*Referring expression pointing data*
----

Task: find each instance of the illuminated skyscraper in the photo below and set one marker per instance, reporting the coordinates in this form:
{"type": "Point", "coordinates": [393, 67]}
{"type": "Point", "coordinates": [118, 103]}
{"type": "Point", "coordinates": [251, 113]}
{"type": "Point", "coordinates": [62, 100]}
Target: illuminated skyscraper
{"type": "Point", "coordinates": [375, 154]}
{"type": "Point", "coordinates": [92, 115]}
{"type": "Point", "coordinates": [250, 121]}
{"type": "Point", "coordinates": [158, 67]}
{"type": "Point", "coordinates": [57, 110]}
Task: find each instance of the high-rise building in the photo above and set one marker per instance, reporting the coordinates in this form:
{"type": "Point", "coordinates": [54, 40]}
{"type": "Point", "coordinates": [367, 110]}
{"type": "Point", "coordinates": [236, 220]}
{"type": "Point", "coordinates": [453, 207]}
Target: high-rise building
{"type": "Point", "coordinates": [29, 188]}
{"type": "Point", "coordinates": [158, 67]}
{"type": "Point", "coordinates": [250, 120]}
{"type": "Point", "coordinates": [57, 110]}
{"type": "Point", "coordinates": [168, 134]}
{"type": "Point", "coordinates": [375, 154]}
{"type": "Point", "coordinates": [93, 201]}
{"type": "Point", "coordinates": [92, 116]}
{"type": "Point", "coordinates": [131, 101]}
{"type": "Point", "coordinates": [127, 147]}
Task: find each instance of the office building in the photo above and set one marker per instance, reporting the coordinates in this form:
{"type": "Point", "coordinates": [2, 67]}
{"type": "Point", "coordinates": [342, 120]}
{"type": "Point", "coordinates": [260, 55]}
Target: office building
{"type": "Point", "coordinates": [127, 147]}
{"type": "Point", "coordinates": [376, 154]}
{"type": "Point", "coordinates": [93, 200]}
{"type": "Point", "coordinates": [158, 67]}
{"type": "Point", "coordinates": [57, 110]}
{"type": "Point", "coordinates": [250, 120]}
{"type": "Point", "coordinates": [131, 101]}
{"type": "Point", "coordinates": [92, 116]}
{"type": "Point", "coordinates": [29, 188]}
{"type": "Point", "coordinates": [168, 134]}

----

*Exercise*
Each line of the data that includes the word "form" counts once; report the total and nothing more.

*Answer to the exercise*
3